--- Dataset excerpts Enclosed Below ---
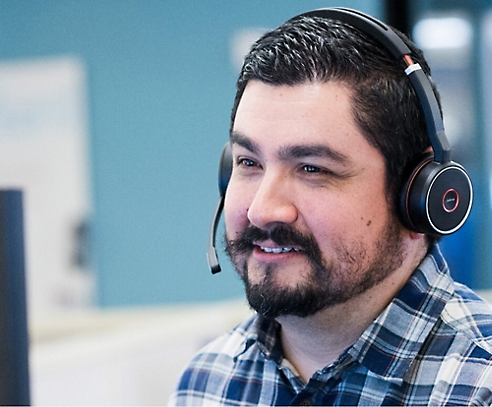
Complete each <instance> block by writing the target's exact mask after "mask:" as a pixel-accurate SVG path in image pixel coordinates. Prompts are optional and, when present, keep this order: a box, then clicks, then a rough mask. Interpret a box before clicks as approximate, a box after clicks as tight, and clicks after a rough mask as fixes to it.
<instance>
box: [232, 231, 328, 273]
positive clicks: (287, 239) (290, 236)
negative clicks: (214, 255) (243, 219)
mask: <svg viewBox="0 0 492 407" xmlns="http://www.w3.org/2000/svg"><path fill="white" fill-rule="evenodd" d="M264 240H271V241H272V242H273V243H275V244H276V245H278V246H281V247H294V246H295V247H297V248H299V249H301V250H302V251H303V252H304V254H305V255H306V256H307V257H308V258H309V259H310V260H311V262H313V263H315V264H317V265H319V264H322V255H321V250H320V248H319V246H318V243H317V242H316V239H315V238H314V236H312V235H308V234H304V233H302V232H300V231H299V230H297V229H295V228H293V227H292V226H290V225H285V224H281V225H278V226H276V227H274V228H273V229H270V230H264V229H260V228H258V227H256V226H253V225H251V226H249V227H247V228H246V229H244V230H243V231H242V232H241V234H240V235H239V237H238V238H237V239H227V236H226V239H225V242H226V252H227V254H228V255H229V257H231V259H232V258H234V256H236V255H241V254H247V253H249V252H251V251H253V249H254V248H255V247H257V245H256V244H255V242H258V241H264Z"/></svg>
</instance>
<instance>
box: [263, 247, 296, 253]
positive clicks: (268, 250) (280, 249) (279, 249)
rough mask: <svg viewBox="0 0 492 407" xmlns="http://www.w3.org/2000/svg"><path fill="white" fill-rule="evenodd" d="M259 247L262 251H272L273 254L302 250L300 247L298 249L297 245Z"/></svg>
mask: <svg viewBox="0 0 492 407" xmlns="http://www.w3.org/2000/svg"><path fill="white" fill-rule="evenodd" d="M259 248H260V250H261V251H262V252H264V253H273V254H280V253H291V252H295V253H298V252H302V249H299V248H297V247H264V246H259Z"/></svg>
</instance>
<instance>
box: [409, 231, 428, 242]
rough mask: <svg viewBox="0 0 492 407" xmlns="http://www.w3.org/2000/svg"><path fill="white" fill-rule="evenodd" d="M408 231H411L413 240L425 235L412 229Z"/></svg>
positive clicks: (422, 237)
mask: <svg viewBox="0 0 492 407" xmlns="http://www.w3.org/2000/svg"><path fill="white" fill-rule="evenodd" d="M408 232H409V233H410V239H412V240H418V239H422V238H423V237H424V236H425V234H423V233H417V232H414V231H412V230H409V231H408Z"/></svg>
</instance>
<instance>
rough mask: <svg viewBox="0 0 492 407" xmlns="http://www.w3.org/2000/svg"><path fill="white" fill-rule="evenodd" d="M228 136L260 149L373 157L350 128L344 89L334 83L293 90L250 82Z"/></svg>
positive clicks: (346, 94) (348, 97) (349, 103)
mask: <svg viewBox="0 0 492 407" xmlns="http://www.w3.org/2000/svg"><path fill="white" fill-rule="evenodd" d="M233 134H241V135H244V136H245V137H247V138H248V139H250V140H251V141H252V142H254V143H256V145H258V146H263V147H264V148H274V147H276V148H282V147H283V146H288V145H298V144H325V145H327V146H328V147H330V148H331V149H333V150H335V151H339V152H340V153H341V154H344V155H347V156H351V157H353V158H354V159H357V157H358V156H363V155H364V154H369V153H371V154H377V155H379V152H378V151H377V150H376V149H375V148H374V147H372V146H371V145H369V143H368V142H367V140H366V138H365V137H364V136H363V134H362V133H361V132H360V130H359V128H358V127H357V125H356V124H355V121H354V118H353V113H352V101H351V91H350V89H349V88H348V87H347V86H346V85H344V84H342V83H338V82H334V81H331V82H323V83H319V82H314V83H311V82H310V83H305V84H300V85H294V86H288V85H280V86H276V85H268V84H265V83H262V82H259V81H251V82H250V83H248V85H247V86H246V89H245V90H244V93H243V96H242V98H241V101H240V103H239V106H238V109H237V113H236V117H235V121H234V128H233ZM232 141H234V140H232Z"/></svg>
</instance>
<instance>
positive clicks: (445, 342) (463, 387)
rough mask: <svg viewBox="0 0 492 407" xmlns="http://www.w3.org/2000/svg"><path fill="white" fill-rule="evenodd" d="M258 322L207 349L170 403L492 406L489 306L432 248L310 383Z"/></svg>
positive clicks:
--- End of Enclosed Dataset excerpts ---
(Aim of the exercise) The whole listing above, line by line, needs to be copied exactly, except for any images.

(Task response)
Complete each <instance> block by writing the target's exact mask after "mask:" as a pixel-accurate SVG path in image pixel coordinates. Prompts are optional and, when present, keep this order: a box, then clicks, then a rough mask. Interpret a box before clicks as approximate, a box after clicks as tight, and clicks after a rough mask as fixes to it.
<instance>
box: [232, 231, 328, 273]
positive clicks: (287, 239) (290, 236)
negative clicks: (214, 255) (243, 219)
mask: <svg viewBox="0 0 492 407" xmlns="http://www.w3.org/2000/svg"><path fill="white" fill-rule="evenodd" d="M264 240H271V241H272V242H273V243H275V244H276V245H278V246H281V247H294V246H295V247H297V248H299V249H301V250H302V251H303V252H304V254H305V255H306V256H307V257H308V258H309V259H310V260H311V262H313V263H315V264H317V265H319V264H322V255H321V250H320V248H319V246H318V243H317V242H316V239H315V238H314V236H312V235H308V234H304V233H302V232H300V231H299V230H297V229H295V228H293V227H292V226H290V225H285V224H281V225H278V226H276V227H274V228H273V229H270V230H264V229H260V228H258V227H256V226H253V225H251V226H249V227H247V228H246V229H244V230H243V231H242V232H241V234H240V235H239V237H238V238H237V239H227V236H226V239H225V242H226V252H227V254H228V255H229V257H231V259H232V258H234V256H236V255H241V254H247V253H249V252H251V251H253V249H254V248H255V247H257V245H256V244H255V242H258V241H264Z"/></svg>
</instance>
<instance>
box: [263, 247, 296, 253]
positive clicks: (268, 250) (280, 249) (279, 249)
rough mask: <svg viewBox="0 0 492 407" xmlns="http://www.w3.org/2000/svg"><path fill="white" fill-rule="evenodd" d="M259 247L262 251H272L273 254L302 250L300 247L298 249L297 245Z"/></svg>
mask: <svg viewBox="0 0 492 407" xmlns="http://www.w3.org/2000/svg"><path fill="white" fill-rule="evenodd" d="M259 248H260V250H261V251H262V252H264V253H273V254H280V253H291V252H295V253H298V252H302V249H299V248H297V247H264V246H259Z"/></svg>
</instance>
<instance>
box: [409, 231, 428, 242]
rough mask: <svg viewBox="0 0 492 407" xmlns="http://www.w3.org/2000/svg"><path fill="white" fill-rule="evenodd" d="M408 231H411L413 240L425 235L412 229Z"/></svg>
positive clicks: (422, 237)
mask: <svg viewBox="0 0 492 407" xmlns="http://www.w3.org/2000/svg"><path fill="white" fill-rule="evenodd" d="M408 232H409V233H410V239H412V240H418V239H422V238H423V237H424V236H425V234H423V233H417V232H414V231H412V230H409V231H408Z"/></svg>
</instance>
<instance>
rough mask: <svg viewBox="0 0 492 407" xmlns="http://www.w3.org/2000/svg"><path fill="white" fill-rule="evenodd" d="M228 136L260 149L373 157L350 128L344 89L334 83L293 90L250 82Z"/></svg>
positive clicks: (346, 94) (348, 97) (349, 103)
mask: <svg viewBox="0 0 492 407" xmlns="http://www.w3.org/2000/svg"><path fill="white" fill-rule="evenodd" d="M233 134H241V135H244V136H245V137H247V138H248V139H250V140H251V141H252V142H254V143H256V145H258V146H263V147H264V148H274V147H276V148H282V147H283V146H288V145H298V144H325V145H327V146H328V147H330V148H331V149H333V150H335V151H339V152H340V153H341V154H344V155H347V156H351V157H353V158H354V159H357V157H358V156H363V155H364V154H369V153H371V154H377V155H379V152H378V151H377V150H376V149H375V148H374V147H372V146H371V145H369V143H368V142H367V140H366V138H365V137H364V136H363V134H362V133H361V132H360V130H359V128H358V127H357V125H356V124H355V121H354V118H353V113H352V101H351V91H350V89H349V88H348V87H347V86H346V85H344V84H342V83H338V82H334V81H331V82H323V83H319V82H314V83H311V82H310V83H305V84H300V85H294V86H288V85H280V86H276V85H268V84H265V83H262V82H259V81H251V82H250V83H248V85H247V86H246V89H245V90H244V93H243V96H242V98H241V101H240V103H239V106H238V109H237V113H236V117H235V121H234V128H233ZM232 141H234V140H232Z"/></svg>
</instance>
<instance>
positive clicks: (445, 342) (463, 387)
rough mask: <svg viewBox="0 0 492 407" xmlns="http://www.w3.org/2000/svg"><path fill="white" fill-rule="evenodd" d="M258 322L207 349L170 403L492 406L489 306L432 248L310 383Z"/></svg>
positive clicks:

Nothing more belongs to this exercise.